DIRECTIONS FOR THIS TASK:
Which lines in the records below contain the string "tree"? Copy out each such line, matching case exactly.

(Dataset records)
────────────────────────────────────────
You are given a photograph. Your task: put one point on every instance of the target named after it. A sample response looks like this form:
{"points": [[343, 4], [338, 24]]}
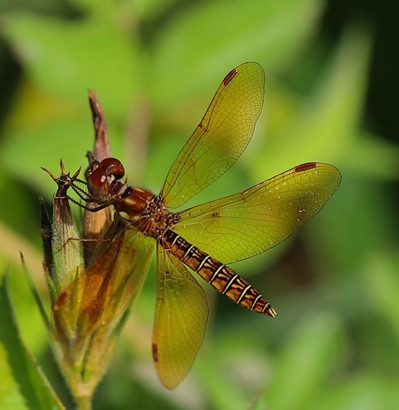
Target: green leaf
{"points": [[326, 127], [23, 386], [222, 35], [305, 362], [66, 57], [381, 275]]}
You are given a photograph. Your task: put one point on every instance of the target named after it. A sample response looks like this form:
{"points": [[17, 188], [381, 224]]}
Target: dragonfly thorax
{"points": [[146, 211]]}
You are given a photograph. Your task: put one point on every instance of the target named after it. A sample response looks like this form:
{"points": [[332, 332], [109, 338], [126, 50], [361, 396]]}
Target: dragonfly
{"points": [[207, 238]]}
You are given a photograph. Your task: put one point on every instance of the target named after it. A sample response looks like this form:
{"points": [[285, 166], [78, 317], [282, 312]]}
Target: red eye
{"points": [[97, 183], [112, 166]]}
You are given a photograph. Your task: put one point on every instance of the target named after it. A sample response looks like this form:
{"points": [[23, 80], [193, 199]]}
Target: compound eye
{"points": [[97, 183], [112, 166]]}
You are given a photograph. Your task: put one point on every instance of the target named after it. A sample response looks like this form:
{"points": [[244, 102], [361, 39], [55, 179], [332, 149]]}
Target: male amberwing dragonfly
{"points": [[208, 237]]}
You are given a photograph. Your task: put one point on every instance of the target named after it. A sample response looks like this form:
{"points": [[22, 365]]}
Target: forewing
{"points": [[220, 138], [242, 225], [180, 321]]}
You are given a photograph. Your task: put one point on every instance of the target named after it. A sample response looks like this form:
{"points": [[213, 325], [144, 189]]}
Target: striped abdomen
{"points": [[220, 276]]}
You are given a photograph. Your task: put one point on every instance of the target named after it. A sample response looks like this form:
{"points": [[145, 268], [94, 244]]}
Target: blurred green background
{"points": [[331, 95]]}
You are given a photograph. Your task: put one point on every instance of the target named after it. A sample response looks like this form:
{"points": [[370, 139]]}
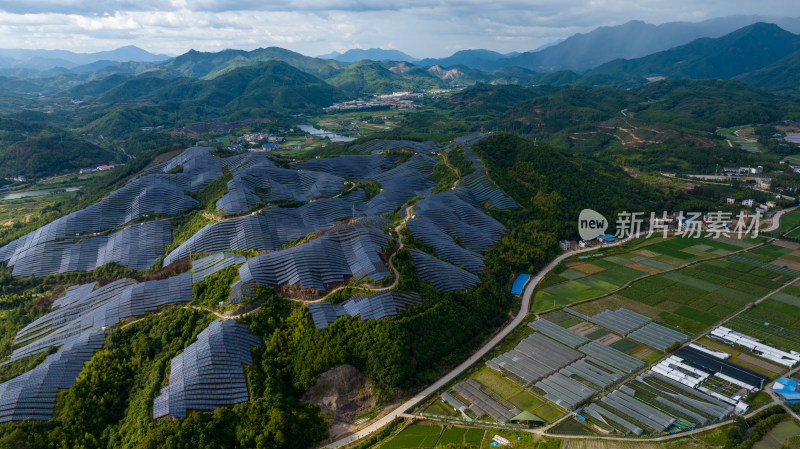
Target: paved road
{"points": [[400, 411], [776, 220]]}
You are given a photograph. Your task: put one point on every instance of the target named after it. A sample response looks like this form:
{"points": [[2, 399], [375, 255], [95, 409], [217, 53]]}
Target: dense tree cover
{"points": [[37, 149]]}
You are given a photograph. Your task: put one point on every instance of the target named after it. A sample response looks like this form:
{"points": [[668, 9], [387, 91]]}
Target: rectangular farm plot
{"points": [[534, 357], [414, 436], [460, 435]]}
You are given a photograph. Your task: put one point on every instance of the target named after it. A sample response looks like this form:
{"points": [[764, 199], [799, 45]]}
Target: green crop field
{"points": [[459, 435], [526, 401], [497, 383], [778, 435], [413, 436], [789, 221]]}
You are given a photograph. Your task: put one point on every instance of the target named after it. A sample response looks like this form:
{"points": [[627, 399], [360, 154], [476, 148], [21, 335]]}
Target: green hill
{"points": [[270, 88], [782, 77], [745, 50], [39, 149], [368, 77]]}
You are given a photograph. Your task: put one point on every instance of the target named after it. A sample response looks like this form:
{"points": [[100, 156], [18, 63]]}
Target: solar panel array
{"points": [[266, 231], [685, 395], [351, 166], [444, 246], [137, 247], [457, 215], [649, 416], [621, 321], [482, 188], [483, 404], [209, 373], [100, 308], [593, 371], [564, 391], [612, 356], [32, 395], [657, 336], [375, 306], [599, 413], [155, 191], [352, 250], [377, 146], [402, 183], [206, 266], [277, 226], [533, 358], [559, 333], [260, 182], [442, 275]]}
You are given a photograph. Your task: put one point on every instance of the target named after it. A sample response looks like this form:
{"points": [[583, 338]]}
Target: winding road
{"points": [[402, 409]]}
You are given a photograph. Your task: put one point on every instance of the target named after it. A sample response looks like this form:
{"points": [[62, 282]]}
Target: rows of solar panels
{"points": [[32, 395], [209, 373], [565, 375], [636, 327], [86, 307], [275, 227], [353, 251], [656, 403], [378, 146], [77, 327], [443, 218], [481, 187], [375, 306], [484, 403], [206, 266], [70, 243]]}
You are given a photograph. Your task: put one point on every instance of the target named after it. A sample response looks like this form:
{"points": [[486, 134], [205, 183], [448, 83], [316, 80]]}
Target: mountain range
{"points": [[762, 54]]}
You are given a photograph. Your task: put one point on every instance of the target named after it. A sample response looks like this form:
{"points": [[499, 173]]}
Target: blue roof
{"points": [[519, 283], [787, 388]]}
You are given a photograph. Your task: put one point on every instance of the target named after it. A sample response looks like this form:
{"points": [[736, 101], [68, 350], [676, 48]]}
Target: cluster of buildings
{"points": [[257, 141], [396, 100], [105, 167]]}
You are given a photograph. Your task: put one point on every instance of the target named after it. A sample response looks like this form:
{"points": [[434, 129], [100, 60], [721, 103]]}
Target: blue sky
{"points": [[422, 28]]}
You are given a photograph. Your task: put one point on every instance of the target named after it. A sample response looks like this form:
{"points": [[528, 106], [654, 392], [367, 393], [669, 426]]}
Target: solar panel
{"points": [[442, 275], [375, 306], [209, 373]]}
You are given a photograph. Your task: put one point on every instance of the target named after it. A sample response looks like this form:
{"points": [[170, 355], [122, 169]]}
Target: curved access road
{"points": [[776, 219], [400, 410]]}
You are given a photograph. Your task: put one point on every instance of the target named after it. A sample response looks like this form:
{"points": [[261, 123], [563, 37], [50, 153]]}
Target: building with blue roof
{"points": [[519, 284], [787, 389]]}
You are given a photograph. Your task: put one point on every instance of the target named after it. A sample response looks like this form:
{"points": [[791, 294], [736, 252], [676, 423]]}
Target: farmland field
{"points": [[459, 435], [778, 435], [589, 277], [413, 436]]}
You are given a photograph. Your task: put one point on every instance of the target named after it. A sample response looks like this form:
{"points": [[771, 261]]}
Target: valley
{"points": [[262, 249]]}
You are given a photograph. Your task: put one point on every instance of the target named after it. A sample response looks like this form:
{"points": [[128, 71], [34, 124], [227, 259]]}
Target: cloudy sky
{"points": [[422, 28]]}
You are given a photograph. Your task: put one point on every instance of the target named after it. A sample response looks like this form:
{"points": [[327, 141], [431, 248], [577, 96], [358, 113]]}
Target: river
{"points": [[34, 193], [322, 133]]}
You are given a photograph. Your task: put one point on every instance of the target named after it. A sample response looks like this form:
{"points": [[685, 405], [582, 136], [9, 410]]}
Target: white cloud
{"points": [[421, 28]]}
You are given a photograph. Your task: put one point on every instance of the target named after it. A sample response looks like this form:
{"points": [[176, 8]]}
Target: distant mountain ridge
{"points": [[51, 59], [750, 48], [372, 54]]}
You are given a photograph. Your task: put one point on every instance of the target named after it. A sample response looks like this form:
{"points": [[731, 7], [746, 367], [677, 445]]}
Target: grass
{"points": [[459, 435], [548, 413], [780, 433], [526, 401], [495, 382], [572, 427], [413, 436]]}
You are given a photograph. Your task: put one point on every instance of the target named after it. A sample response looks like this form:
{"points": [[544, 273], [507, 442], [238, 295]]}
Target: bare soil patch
{"points": [[342, 393]]}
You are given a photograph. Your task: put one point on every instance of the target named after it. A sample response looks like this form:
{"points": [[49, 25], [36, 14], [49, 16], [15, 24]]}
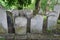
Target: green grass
{"points": [[58, 21], [2, 38]]}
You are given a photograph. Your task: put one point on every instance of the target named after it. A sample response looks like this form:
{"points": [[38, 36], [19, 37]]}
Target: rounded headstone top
{"points": [[1, 7]]}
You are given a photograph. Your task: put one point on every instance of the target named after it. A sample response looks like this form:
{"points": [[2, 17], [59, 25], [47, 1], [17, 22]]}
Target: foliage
{"points": [[11, 4]]}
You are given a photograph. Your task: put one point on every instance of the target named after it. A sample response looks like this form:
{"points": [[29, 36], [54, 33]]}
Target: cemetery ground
{"points": [[50, 35]]}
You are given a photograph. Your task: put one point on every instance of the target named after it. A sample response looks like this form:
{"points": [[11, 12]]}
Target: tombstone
{"points": [[15, 12], [37, 24], [3, 21], [20, 25], [52, 20], [10, 21], [57, 9]]}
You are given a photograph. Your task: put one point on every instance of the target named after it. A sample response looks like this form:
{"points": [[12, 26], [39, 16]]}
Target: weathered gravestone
{"points": [[57, 9], [3, 21], [20, 25], [52, 20], [37, 24]]}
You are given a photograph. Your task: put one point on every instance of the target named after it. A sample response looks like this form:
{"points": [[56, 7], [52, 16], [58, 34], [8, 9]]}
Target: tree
{"points": [[10, 4]]}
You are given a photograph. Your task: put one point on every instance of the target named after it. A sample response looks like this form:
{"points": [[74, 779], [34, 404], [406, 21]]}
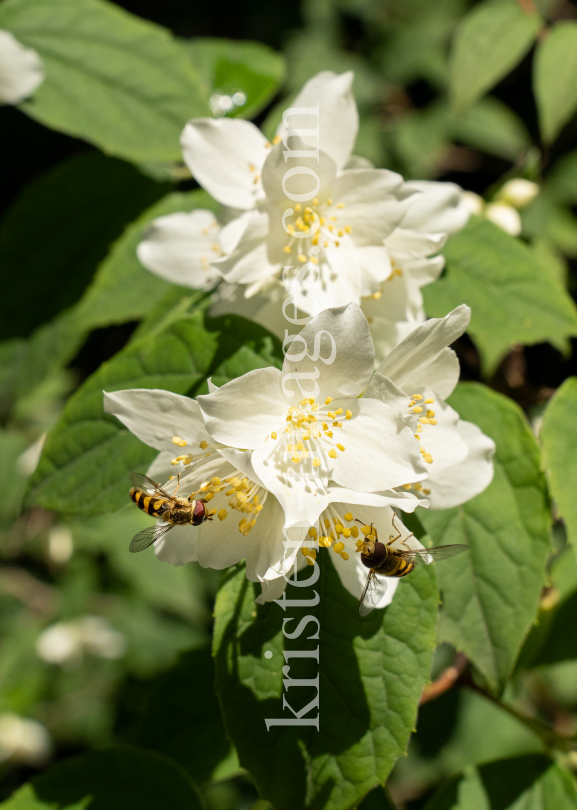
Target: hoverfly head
────────────────────────────────────────
TASK RESULT:
Target: dense tree cover
Target: tree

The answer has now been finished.